GIVEN RECORDS:
----------

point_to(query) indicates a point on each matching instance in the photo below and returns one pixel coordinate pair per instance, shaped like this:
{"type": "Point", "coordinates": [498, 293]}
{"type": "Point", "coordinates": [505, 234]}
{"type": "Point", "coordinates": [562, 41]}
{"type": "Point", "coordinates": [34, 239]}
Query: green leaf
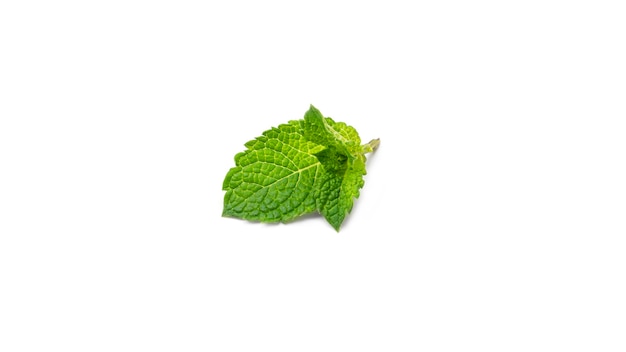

----------

SET EXERCISE:
State how many lines of the material above contain the string "coordinates". Case counts, so give only the number.

ANSWER TO THIS PROBLEM:
4